TASK :: Rewrite the records with "white apartment building" changed to "brick apartment building" and everything else left the same.

= = = =

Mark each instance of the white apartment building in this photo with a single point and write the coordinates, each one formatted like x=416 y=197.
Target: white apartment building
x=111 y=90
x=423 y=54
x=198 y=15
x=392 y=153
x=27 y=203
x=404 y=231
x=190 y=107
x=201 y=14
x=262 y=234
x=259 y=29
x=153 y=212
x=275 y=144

= = = =

SOLUTION ::
Mark each instance of the brick apartment building in this photo with a single point and write the coordinates, each one formatted like x=416 y=197.
Target: brick apartment building
x=111 y=90
x=423 y=54
x=198 y=15
x=392 y=153
x=27 y=203
x=404 y=231
x=190 y=107
x=201 y=14
x=262 y=234
x=259 y=29
x=153 y=212
x=275 y=144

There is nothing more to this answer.